Goal of the exercise: Retype the part of the elder-care passage that opens with the words containing "If you are one" and closes with "the red flags?", keeping every word and mark unchanged.

Passage to read:

An American lawyer was having lunch in the French city of Lyon with Father Louis Genton, a priest who cared for the aged. Staring deeply into the America’s eyes, Genton made a prediction which, decades later, would indeed come true:
“Medical science has let the genie out of the bottle, making it possible to live far longer than ever dreamed of, but what quality of life will that genie provide? Dennis, he may well be the devil in disguise, giving us long lives ravaged by dementia, health issues we have yet to discover and which will consume vast resources. As death — for many a blessed deliverance — will be postponed, how to care for mom, dad, husband or wife will be our greatest social challenge.”
If you are one of the 77 million baby boomers, or perhaps the child of a boomer, then today’s story will help prevent you from being ripped off and will answer these questions:
Should I place my elderly family member in a skilled nursing home, or an assisted living facility? What are the differences? What are the red flags?

Information supplied:

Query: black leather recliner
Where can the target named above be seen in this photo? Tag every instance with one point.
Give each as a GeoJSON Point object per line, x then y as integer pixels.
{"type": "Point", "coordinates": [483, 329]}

Response to this task:
If you are one of the 77 million baby boomers, or perhaps the child of a boomer, then today’s story will help prevent you from being ripped off and will answer these questions:
Should I place my elderly family member in a skilled nursing home, or an assisted living facility? What are the differences? What are the red flags?